▶ _INSTRUCTION_: Present every line of the items below as a numbered list, omitting blank lines and leaving out the pictures.

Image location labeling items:
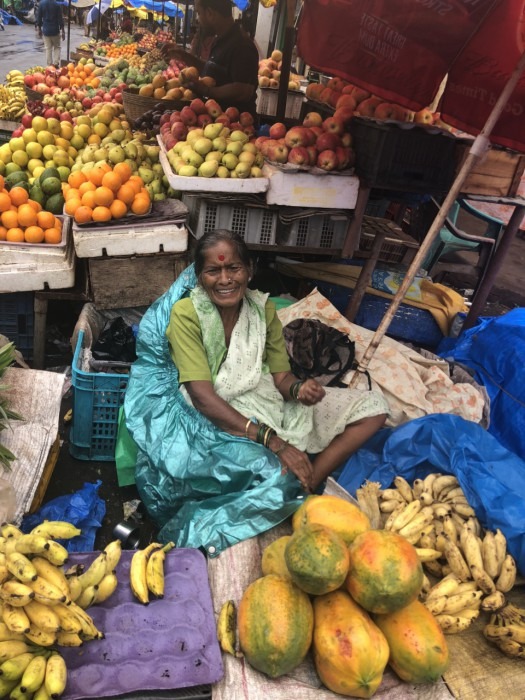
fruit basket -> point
(135, 105)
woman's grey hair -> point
(220, 235)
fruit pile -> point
(103, 193)
(333, 585)
(24, 221)
(322, 143)
(43, 608)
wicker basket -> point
(33, 95)
(136, 105)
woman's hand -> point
(298, 463)
(310, 392)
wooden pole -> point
(479, 148)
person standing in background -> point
(50, 24)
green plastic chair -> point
(453, 239)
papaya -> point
(418, 649)
(385, 573)
(350, 651)
(317, 559)
(273, 561)
(339, 515)
(275, 624)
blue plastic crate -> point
(17, 316)
(409, 323)
(97, 397)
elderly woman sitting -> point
(213, 428)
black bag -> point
(319, 351)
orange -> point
(101, 214)
(18, 196)
(53, 235)
(86, 187)
(36, 205)
(140, 204)
(104, 196)
(76, 179)
(26, 215)
(88, 199)
(126, 194)
(112, 180)
(15, 235)
(123, 170)
(118, 209)
(83, 214)
(9, 219)
(70, 208)
(95, 175)
(5, 201)
(136, 182)
(45, 219)
(34, 234)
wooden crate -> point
(498, 174)
(133, 281)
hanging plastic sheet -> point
(495, 349)
(203, 487)
(492, 478)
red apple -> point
(298, 155)
(277, 130)
(327, 160)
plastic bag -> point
(491, 476)
(84, 508)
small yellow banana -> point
(34, 675)
(113, 554)
(56, 676)
(21, 567)
(56, 530)
(137, 573)
(155, 570)
(226, 628)
(13, 669)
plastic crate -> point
(402, 155)
(97, 398)
(409, 323)
(255, 225)
(17, 318)
(317, 231)
(267, 103)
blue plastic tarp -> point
(495, 350)
(492, 477)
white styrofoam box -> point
(302, 189)
(24, 252)
(156, 238)
(44, 272)
(210, 184)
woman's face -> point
(224, 276)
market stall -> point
(115, 167)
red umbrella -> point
(402, 49)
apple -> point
(277, 130)
(333, 125)
(327, 141)
(313, 119)
(327, 160)
(424, 116)
(298, 155)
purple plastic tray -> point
(170, 643)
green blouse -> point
(187, 349)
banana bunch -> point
(506, 629)
(36, 673)
(226, 628)
(146, 573)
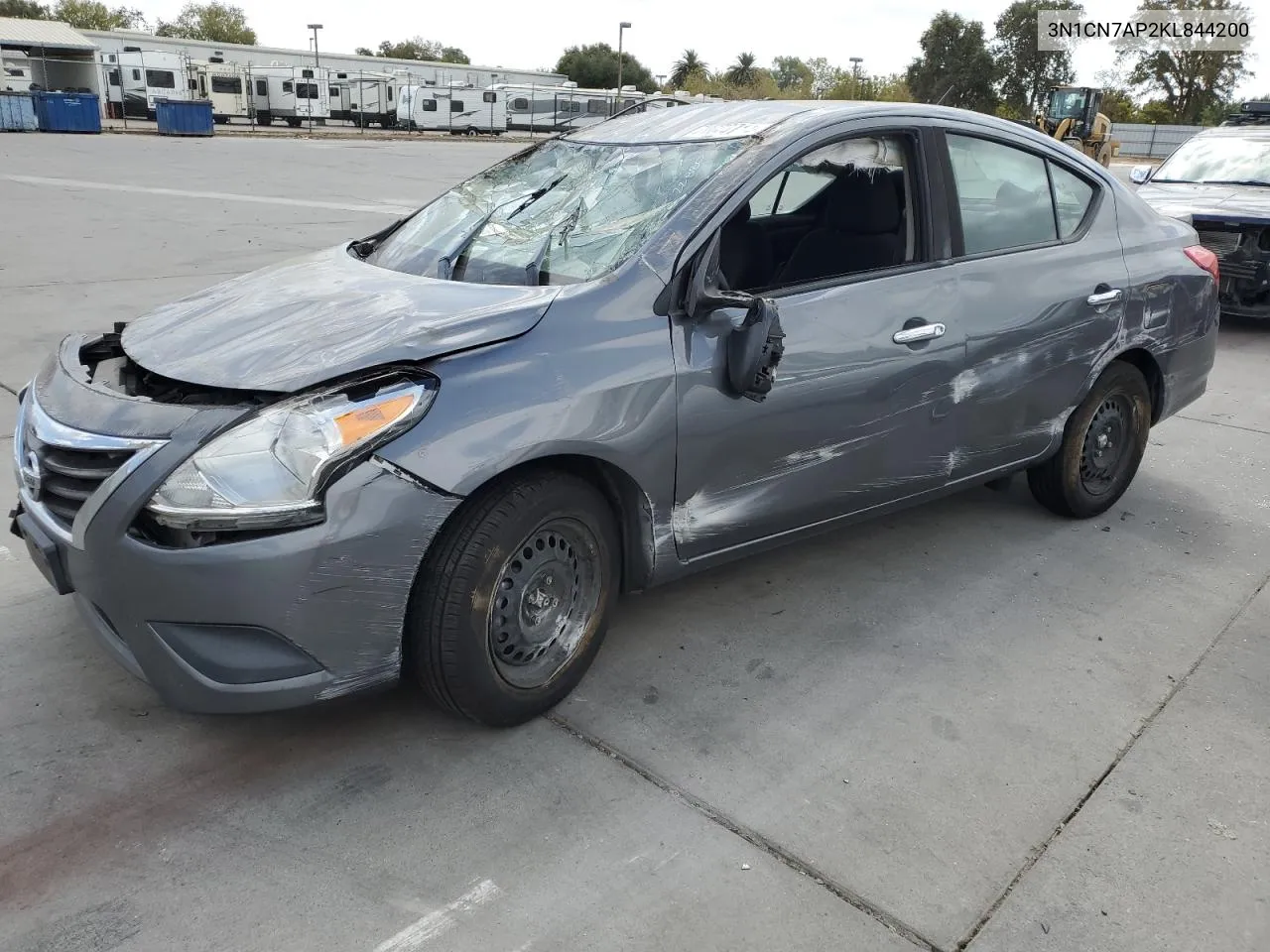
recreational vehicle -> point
(373, 99)
(225, 85)
(461, 111)
(16, 72)
(531, 108)
(294, 94)
(340, 95)
(137, 77)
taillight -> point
(1206, 259)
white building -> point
(425, 73)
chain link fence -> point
(1150, 141)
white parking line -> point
(434, 924)
(213, 195)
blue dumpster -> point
(17, 112)
(67, 112)
(185, 117)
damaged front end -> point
(239, 549)
(1242, 250)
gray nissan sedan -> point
(621, 356)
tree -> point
(955, 66)
(686, 67)
(213, 22)
(417, 49)
(743, 71)
(1192, 81)
(1118, 104)
(1026, 72)
(825, 76)
(91, 14)
(594, 66)
(23, 9)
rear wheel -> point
(1102, 445)
(512, 602)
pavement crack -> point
(1223, 422)
(1038, 852)
(752, 837)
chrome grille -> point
(1219, 243)
(67, 475)
(62, 468)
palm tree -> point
(743, 72)
(689, 64)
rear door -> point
(1043, 286)
(857, 417)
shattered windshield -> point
(561, 213)
(1219, 159)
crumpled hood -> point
(304, 321)
(1227, 202)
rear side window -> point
(1072, 199)
(1002, 194)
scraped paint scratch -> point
(440, 921)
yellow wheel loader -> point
(1072, 117)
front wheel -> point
(1102, 445)
(513, 598)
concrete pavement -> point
(865, 742)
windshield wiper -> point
(445, 263)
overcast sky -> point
(532, 36)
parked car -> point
(619, 357)
(1219, 182)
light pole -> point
(316, 27)
(621, 28)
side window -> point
(1072, 199)
(853, 199)
(1002, 194)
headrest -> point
(864, 204)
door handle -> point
(1105, 298)
(922, 331)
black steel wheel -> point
(512, 601)
(1102, 445)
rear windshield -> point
(561, 213)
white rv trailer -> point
(16, 72)
(373, 98)
(531, 108)
(461, 111)
(294, 94)
(137, 77)
(225, 85)
(340, 95)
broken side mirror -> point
(754, 343)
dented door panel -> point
(853, 420)
(1032, 343)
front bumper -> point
(263, 624)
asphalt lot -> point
(968, 722)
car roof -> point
(1236, 132)
(771, 118)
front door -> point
(856, 417)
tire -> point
(1102, 445)
(466, 654)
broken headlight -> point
(268, 472)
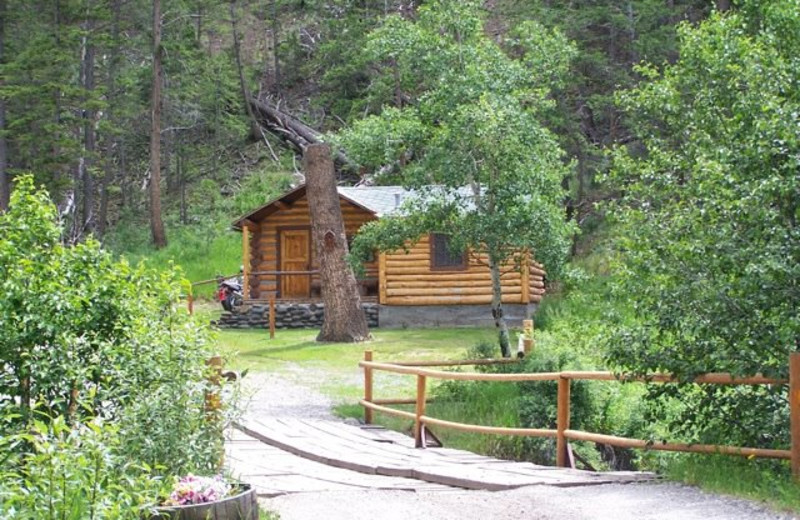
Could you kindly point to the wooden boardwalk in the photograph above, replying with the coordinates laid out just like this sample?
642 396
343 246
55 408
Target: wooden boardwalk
262 452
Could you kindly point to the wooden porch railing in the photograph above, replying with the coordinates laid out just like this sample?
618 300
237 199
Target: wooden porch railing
563 433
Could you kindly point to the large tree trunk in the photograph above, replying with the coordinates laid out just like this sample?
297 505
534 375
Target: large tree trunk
344 319
497 308
111 140
89 134
156 224
5 184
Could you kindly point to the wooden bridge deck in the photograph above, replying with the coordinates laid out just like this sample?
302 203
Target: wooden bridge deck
385 460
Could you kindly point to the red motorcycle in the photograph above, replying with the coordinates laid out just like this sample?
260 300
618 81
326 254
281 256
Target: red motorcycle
229 293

▶ _OUTPUT FOR THIS TASK_:
1. fruit basket -> point
2. (135, 105)
3. woman's grey hair -> point
4. (220, 235)
5. fruit pile -> point
6. (103, 193)
7. (333, 585)
8. (24, 221)
9. (322, 143)
10. (43, 608)
11. wicker basket -> point
12. (33, 95)
13. (136, 105)
14. woman's hand -> point
15. (298, 463)
16. (310, 392)
17. wooden pole -> point
18. (479, 148)
19. person standing in background -> point
20. (50, 24)
21. green plastic chair -> point
22. (453, 239)
23. papaya -> point
24. (418, 649)
25. (385, 573)
26. (350, 651)
27. (317, 559)
28. (273, 561)
29. (339, 515)
30. (275, 624)
31. blue plastic crate -> point
32. (17, 316)
33. (409, 323)
34. (97, 397)
35. elderly woman sitting -> point
36. (213, 428)
37. black bag -> point
38. (319, 351)
39. orange -> point
40. (101, 214)
41. (18, 196)
42. (53, 235)
43. (86, 187)
44. (36, 205)
45. (140, 204)
46. (104, 196)
47. (76, 179)
48. (26, 215)
49. (88, 199)
50. (126, 194)
51. (112, 180)
52. (15, 235)
53. (123, 170)
54. (118, 209)
55. (83, 214)
56. (9, 219)
57. (70, 208)
58. (95, 175)
59. (5, 201)
60. (136, 182)
61. (45, 219)
62. (34, 234)
63. wooden crate -> point
64. (498, 174)
65. (133, 281)
66. hanging plastic sheet -> point
67. (495, 349)
68. (203, 487)
69. (492, 478)
70. red apple -> point
71. (298, 155)
72. (277, 130)
73. (327, 160)
74. plastic bag -> point
75. (491, 476)
76. (84, 508)
77. small yellow banana -> point
78. (34, 675)
79. (113, 554)
80. (56, 676)
81. (21, 567)
82. (56, 530)
83. (137, 573)
84. (155, 570)
85. (226, 628)
86. (13, 669)
87. plastic crate -> point
88. (402, 155)
89. (97, 398)
90. (409, 323)
91. (255, 225)
92. (17, 318)
93. (317, 231)
94. (267, 103)
95. blue plastic tarp -> point
96. (495, 350)
97. (492, 477)
98. white styrofoam box -> point
99. (302, 189)
100. (24, 252)
101. (156, 238)
102. (44, 272)
103. (210, 184)
104. woman's face -> point
105. (224, 276)
106. market stall -> point
107. (115, 167)
108. red umbrella -> point
109. (402, 49)
110. apple -> point
111. (277, 130)
112. (333, 125)
113. (327, 141)
114. (313, 119)
115. (327, 160)
116. (424, 116)
117. (298, 155)
118. purple plastic tray -> point
119. (170, 643)
120. green blouse -> point
121. (187, 349)
122. banana bunch -> point
123. (506, 629)
124. (36, 673)
125. (226, 628)
126. (146, 573)
127. recreational vehicle -> point
128. (373, 99)
129. (225, 85)
130. (461, 111)
131. (16, 72)
132. (531, 108)
133. (294, 94)
134. (340, 95)
135. (137, 77)
136. taillight -> point
137. (1206, 259)
138. white building -> point
139. (425, 73)
140. chain link fence -> point
141. (1150, 141)
142. white parking line -> point
143. (434, 924)
144. (213, 195)
145. blue dumpster -> point
146. (17, 112)
147. (67, 112)
148. (185, 117)
149. damaged front end -> point
150. (239, 549)
151. (1242, 250)
152. gray nissan sedan -> point
153. (621, 356)
154. tree -> point
155. (955, 66)
156. (686, 67)
157. (213, 22)
158. (417, 49)
159. (743, 71)
160. (1192, 81)
161. (1118, 104)
162. (1026, 72)
163. (825, 76)
164. (91, 14)
165. (594, 66)
166. (23, 9)
167. rear wheel -> point
168. (1102, 445)
169. (512, 602)
170. pavement crack -> point
171. (1223, 422)
172. (1038, 852)
173. (752, 837)
174. chrome grille -> point
175. (1219, 243)
176. (67, 475)
177. (62, 468)
178. palm tree -> point
179. (743, 72)
180. (689, 64)
181. rear door -> point
182. (1043, 286)
183. (857, 417)
184. shattered windshield -> point
185. (561, 213)
186. (1219, 159)
187. crumpled hood -> point
188. (304, 321)
189. (1227, 202)
190. rear side window -> point
191. (1072, 199)
192. (1002, 194)
193. scraped paint scratch -> point
194. (440, 921)
195. yellow wheel loader -> point
196. (1072, 117)
197. front wheel -> point
198. (1102, 445)
199. (513, 598)
200. concrete pavement -> point
201. (865, 742)
202. windshield wiper -> point
203. (445, 263)
204. overcast sky -> point
205. (532, 36)
206. parked car -> point
207. (619, 357)
208. (1219, 182)
209. light pole -> point
210. (316, 27)
211. (621, 28)
212. side window -> point
213. (1072, 199)
214. (853, 199)
215. (1002, 194)
216. headrest -> point
217. (864, 204)
218. door handle -> point
219. (1105, 298)
220. (922, 331)
221. black steel wheel -> point
222. (512, 601)
223. (1102, 445)
224. rear windshield -> point
225. (561, 213)
226. white rv trailer -> point
227. (16, 72)
228. (373, 98)
229. (531, 108)
230. (461, 111)
231. (294, 94)
232. (137, 77)
233. (225, 85)
234. (340, 95)
235. broken side mirror -> point
236. (754, 343)
237. dented door panel -> point
238. (853, 420)
239. (1032, 343)
240. front bumper -> point
241. (263, 624)
242. asphalt lot -> point
243. (968, 722)
244. car roof -> point
245. (1236, 132)
246. (771, 118)
247. front door -> point
248. (856, 417)
249. tire -> point
250. (1102, 445)
251. (466, 654)
252. broken headlight -> point
253. (268, 472)
254. Could you kindly point to the wooden boardwalk in the photograph above, replying with the coordinates laid out just like this sample?
255. 642 396
256. 343 246
257. 55 408
258. Target: wooden boardwalk
259. 262 452
260. Could you kindly point to the wooden porch railing in the photograph above, replying with the coordinates laid out just like this sample?
261. 618 300
262. 237 199
263. Target: wooden porch railing
264. 563 433
265. Could you kindly point to the large tree trunk in the photograph above, replying with the coordinates laid out just like this sample?
266. 297 505
267. 534 375
268. Target: large tree trunk
269. 344 319
270. 497 308
271. 111 140
272. 89 134
273. 156 224
274. 5 184
275. Could you kindly point to the wooden bridge deck in the photograph above, replying with the coordinates laid out just like this sample?
276. 302 203
277. Target: wooden bridge deck
278. 385 460
279. Could you kindly point to the red motorcycle in the photograph above, replying with the coordinates laid out just like this sample?
280. 260 300
281. 618 81
282. 326 254
283. 281 256
284. Target: red motorcycle
285. 229 293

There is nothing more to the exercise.